§ **Supplied text**:
** begin **

# Database Build for Advanced Problems - Main Tables (4 Tables)
### Notebook to Create SQL Database for SQL Tutorial


### Import libraries
NOTE: Used magic command of %%bigquery to execute sql and save to pandas dataframe

In [27]:
import os
import pandas as pd
import matplotlib.pyplot as plt
from google.cloud import bigquery
pd.set_option('display.max_columns', None)

** end **

§ **Data listing**:
** begin **

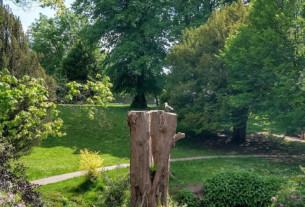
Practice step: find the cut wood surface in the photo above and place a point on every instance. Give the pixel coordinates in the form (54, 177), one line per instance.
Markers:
(152, 135)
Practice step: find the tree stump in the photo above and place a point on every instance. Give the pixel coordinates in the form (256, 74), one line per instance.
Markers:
(152, 135)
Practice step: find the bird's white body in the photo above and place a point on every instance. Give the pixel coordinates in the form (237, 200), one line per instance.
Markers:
(168, 107)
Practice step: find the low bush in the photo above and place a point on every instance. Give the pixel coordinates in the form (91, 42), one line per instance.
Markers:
(186, 197)
(291, 194)
(14, 187)
(116, 194)
(90, 161)
(239, 188)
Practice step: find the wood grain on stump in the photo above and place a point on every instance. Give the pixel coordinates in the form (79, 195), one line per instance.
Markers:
(152, 134)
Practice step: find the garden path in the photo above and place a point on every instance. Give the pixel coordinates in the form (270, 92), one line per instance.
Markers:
(58, 178)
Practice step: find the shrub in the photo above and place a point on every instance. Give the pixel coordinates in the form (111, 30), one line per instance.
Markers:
(239, 188)
(291, 194)
(10, 200)
(187, 197)
(116, 194)
(90, 161)
(14, 186)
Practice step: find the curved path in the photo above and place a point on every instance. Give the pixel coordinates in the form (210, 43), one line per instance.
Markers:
(58, 178)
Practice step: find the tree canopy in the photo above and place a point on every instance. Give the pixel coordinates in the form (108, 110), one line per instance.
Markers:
(198, 81)
(53, 38)
(138, 35)
(257, 71)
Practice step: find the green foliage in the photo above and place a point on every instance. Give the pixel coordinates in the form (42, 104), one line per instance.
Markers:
(186, 197)
(54, 38)
(197, 84)
(93, 93)
(54, 4)
(10, 200)
(292, 193)
(15, 54)
(239, 188)
(24, 109)
(139, 34)
(80, 62)
(14, 185)
(116, 194)
(263, 62)
(90, 161)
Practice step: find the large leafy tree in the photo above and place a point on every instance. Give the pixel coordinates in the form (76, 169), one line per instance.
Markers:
(136, 33)
(139, 34)
(263, 62)
(197, 85)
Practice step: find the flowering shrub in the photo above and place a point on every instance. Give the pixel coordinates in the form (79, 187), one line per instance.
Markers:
(10, 200)
(292, 194)
(90, 161)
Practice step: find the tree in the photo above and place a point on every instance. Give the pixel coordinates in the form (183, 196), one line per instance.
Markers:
(80, 62)
(136, 32)
(15, 54)
(139, 34)
(263, 66)
(54, 37)
(55, 4)
(197, 84)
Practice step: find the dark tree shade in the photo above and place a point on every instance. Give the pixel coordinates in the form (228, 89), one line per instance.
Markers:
(15, 54)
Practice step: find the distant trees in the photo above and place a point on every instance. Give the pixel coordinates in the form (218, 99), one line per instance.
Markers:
(264, 62)
(197, 85)
(63, 52)
(15, 54)
(257, 71)
(138, 34)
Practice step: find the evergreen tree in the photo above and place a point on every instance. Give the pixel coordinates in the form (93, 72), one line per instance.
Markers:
(53, 38)
(15, 54)
(263, 67)
(197, 86)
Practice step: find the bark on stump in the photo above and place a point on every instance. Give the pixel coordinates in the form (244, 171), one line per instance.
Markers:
(152, 135)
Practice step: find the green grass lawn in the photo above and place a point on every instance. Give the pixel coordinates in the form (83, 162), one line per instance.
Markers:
(108, 134)
(76, 191)
(186, 173)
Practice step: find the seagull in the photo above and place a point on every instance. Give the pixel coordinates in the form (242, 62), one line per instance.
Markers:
(168, 107)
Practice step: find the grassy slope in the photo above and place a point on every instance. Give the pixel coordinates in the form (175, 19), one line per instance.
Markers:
(186, 173)
(109, 135)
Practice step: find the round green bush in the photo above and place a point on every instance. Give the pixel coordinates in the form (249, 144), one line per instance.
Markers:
(186, 197)
(239, 188)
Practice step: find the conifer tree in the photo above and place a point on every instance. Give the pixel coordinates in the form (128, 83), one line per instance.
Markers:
(15, 54)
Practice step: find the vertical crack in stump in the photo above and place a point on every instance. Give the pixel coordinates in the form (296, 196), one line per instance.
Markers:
(152, 135)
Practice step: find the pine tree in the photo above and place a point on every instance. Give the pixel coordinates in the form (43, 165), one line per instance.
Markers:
(15, 54)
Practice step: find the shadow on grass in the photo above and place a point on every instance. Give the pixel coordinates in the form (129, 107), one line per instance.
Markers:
(107, 133)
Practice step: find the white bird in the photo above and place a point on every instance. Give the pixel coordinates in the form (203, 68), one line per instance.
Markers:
(168, 107)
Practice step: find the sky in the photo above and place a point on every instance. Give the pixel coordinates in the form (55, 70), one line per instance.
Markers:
(28, 16)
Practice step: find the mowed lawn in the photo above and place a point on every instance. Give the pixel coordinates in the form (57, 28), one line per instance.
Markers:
(107, 134)
(187, 173)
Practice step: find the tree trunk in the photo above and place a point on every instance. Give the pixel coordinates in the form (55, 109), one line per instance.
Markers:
(152, 136)
(239, 119)
(139, 101)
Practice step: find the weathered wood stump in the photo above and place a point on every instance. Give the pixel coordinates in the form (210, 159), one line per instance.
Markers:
(152, 135)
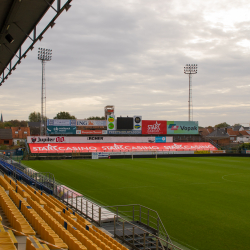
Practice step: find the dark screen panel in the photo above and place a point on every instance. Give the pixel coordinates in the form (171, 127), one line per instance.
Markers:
(124, 123)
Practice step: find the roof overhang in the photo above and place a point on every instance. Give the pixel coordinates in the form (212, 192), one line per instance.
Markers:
(18, 21)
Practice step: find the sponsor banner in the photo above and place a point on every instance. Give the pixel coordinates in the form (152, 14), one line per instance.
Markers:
(91, 123)
(124, 132)
(92, 132)
(61, 122)
(154, 127)
(160, 139)
(111, 122)
(218, 152)
(202, 152)
(182, 127)
(90, 138)
(106, 154)
(116, 147)
(137, 122)
(95, 156)
(61, 130)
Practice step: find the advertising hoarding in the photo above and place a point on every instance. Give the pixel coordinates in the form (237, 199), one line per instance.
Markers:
(91, 132)
(160, 139)
(91, 138)
(151, 127)
(182, 127)
(124, 123)
(111, 124)
(137, 122)
(116, 147)
(91, 123)
(61, 122)
(124, 132)
(61, 130)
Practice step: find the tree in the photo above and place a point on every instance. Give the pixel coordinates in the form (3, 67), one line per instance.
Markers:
(96, 118)
(222, 125)
(64, 115)
(35, 117)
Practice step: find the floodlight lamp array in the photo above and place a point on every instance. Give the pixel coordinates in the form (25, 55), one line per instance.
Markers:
(190, 69)
(44, 54)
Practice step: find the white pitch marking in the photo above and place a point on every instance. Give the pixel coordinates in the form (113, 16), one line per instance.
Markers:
(230, 180)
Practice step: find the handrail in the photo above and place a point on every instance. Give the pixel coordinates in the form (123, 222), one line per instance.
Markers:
(117, 219)
(158, 225)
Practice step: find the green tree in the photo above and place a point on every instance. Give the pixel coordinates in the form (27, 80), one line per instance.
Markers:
(35, 117)
(222, 125)
(96, 118)
(64, 115)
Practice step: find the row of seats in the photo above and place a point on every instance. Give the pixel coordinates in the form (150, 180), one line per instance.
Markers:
(16, 219)
(11, 170)
(30, 192)
(75, 231)
(5, 184)
(41, 227)
(7, 238)
(59, 229)
(32, 243)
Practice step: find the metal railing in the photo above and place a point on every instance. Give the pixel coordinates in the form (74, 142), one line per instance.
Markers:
(139, 238)
(142, 215)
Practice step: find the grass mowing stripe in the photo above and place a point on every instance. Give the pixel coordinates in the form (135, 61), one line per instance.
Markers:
(196, 205)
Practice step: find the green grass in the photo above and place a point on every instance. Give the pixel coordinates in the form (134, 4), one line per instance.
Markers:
(204, 202)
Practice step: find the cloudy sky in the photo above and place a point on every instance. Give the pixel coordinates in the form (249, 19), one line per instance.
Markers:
(131, 54)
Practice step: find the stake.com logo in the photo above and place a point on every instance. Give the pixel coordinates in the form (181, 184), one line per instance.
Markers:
(173, 127)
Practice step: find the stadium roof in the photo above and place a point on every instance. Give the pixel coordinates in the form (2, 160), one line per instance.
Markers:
(18, 21)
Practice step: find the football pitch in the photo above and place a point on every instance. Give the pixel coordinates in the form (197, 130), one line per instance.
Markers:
(204, 202)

** end **

§ **Set task A**:
Answer these questions using the notebook:
(i) How many main tables does the database build include?
(ii) Which magic command is used to execute SQL and save the result to a pandas dataframe?
(iii) Which pandas display option is set to None?
§ **Set task B**: Reproduce the notebook word for word from "### Import libraries" to "pd.set_option('display.max_columns', None)".
The items have no role in this work.

§ **Complete answer A**:
(i) Four.
(ii) %%bigquery
(iii) 'display.max_columns'

§ **Complete answer B**:
### Import libraries
NOTE: Used magic command of %%bigquery to execute sql and save to pandas dataframe

In [27]:
import os
import pandas as pd
import matplotlib.pyplot as plt
from google.cloud import bigquery
pd.set_option('display.max_columns', None)